Saturday, January 15, 2011

Week of January 14 to January 20 (Mann)

What’s on at the Tropic
by Phil Mann

What a difference a year makes. Last year, the two most talked about films in the Academy  Award run-up were an innovative CGI-3D spectacular (Avatar) and an unflinching war film about blowing things up (The Hurt Locker). It wasn’t until the envelope was opened that we learned that bombs beat blue things.

This year, everyone is talking about a movie that features kids doing computer programming and lawyers sitting around talking (The Social Network) and another about a guy who has trouble even talking (The King’s Speech). Hell, these movies could have just as easily been done on the stage, they are so lacking in what buffs call “production value.”  That’s a fancy term for movie eye candy.

I’m not complaining. My preference runs very strongly to serious character development and riveting plot. Those are the adult characteristics which have always dominated the Tropic’s schedule and distinguished it from Key West’s alternative movie venue in Searstown.  My absolute favorite this year is Winter’s Bone, the story of a teenage girl in the  Ozarks trying to save her family from the  predations of crystal meth dealers. It could well have been called “True Grit,” except that title was already taken.

#### [Collected data]

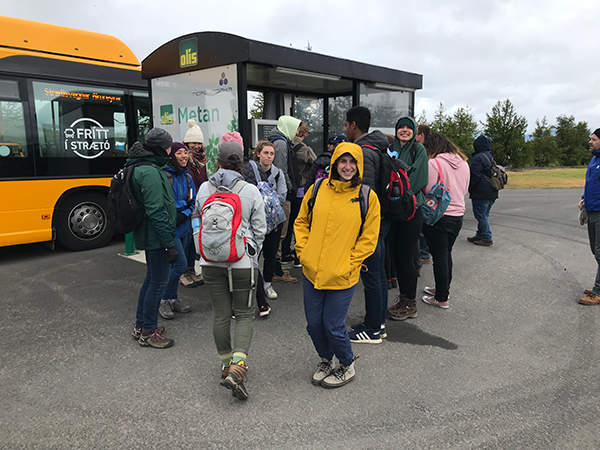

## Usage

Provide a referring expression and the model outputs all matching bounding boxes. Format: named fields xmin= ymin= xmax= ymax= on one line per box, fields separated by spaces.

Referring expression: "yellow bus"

#### [Written instruction 1]
From the Tropic movie column, print the stretch from "Saturday, January 15, 2011" through "beat blue things.".
#### [Written instruction 2]
Name every film title that appears in the Tropic movie column.
#### [Written instruction 3]
Pick up the Tropic movie column from where it stops.

#### [Expected answer 1]
Saturday, January 15, 2011

Week of January 14 to January 20 (Mann)

What’s on at the Tropic
by Phil Mann

What a difference a year makes. Last year, the two most talked about films in the Academy  Award run-up were an innovative CGI-3D spectacular (Avatar) and an unflinching war film about blowing things up (The Hurt Locker). It wasn’t until the envelope was opened that we learned that bombs beat blue things.

#### [Expected answer 2]
Avatar
The Hurt Locker
The Social Network
The King's Speech
Winter's Bone
True Grit

#### [Expected answer 3]
Those of you who prefer movies where the filmmakers think they have to throw everything in their arsenals of effects up on the screen needn’t worry. This year also produced a leading Oscar contender with absolutely nothing real in it (Inception) and plenty of the ordinary crime-buster, car-chase genre (for example, The Town). It’s still a couple of weeks until the Academy Awards nominations are announced (Jan. 25), but this could be a year when cinema takes on movies at the awards.

Meanwhile,  at the Tropic the powerhouse trio of THE KING’S SPEECH, BLACK SWAN, and THE FIGHTER still reign. Each of these is a powerful human story, about  the struggle of an individual to achieve a challenging goal. Sometimes the obstacles come from within, from speech problems or from mental imbalance; and sometimes from without, from family pressures or external demands. This is the stuff of Drama, and we’re privileged to have so many fine examples to choose from.

Added to the mix this week is ALL GOOD THINGS, a true-crime tale based on the life of Robert Durst, the mentally troubled son of a powerful New  York real-estate magnate.  Young Durst, described in TrueCrimeReport as “The Millionaire Cross-Dressing Serial Killer,” earned his moniker without ever being convicted of murder. But oh what a saga, starting with the mysterious disappearance of his beautiful wife. Kirsten Dunst is the wife, Ryan Gosling is young Durst, and Frank Langella is his domineering father.


For Special Events, Monday brings a presentation of FOR THE NEXT 7 GENERATIONS, the documentary story of a group  of grandmothers who united to  save the planet. Part of  the Tropic’s Visiting Filmmaker series, the director and one of the grandmothers will be there via Skype for a Q & A after the  show.

 

Wednesday brings the ballet  GISELLE from the Royal Ballet and on Thursday it’s the opera with CAVALLERIA RUSTICANA from La Scala.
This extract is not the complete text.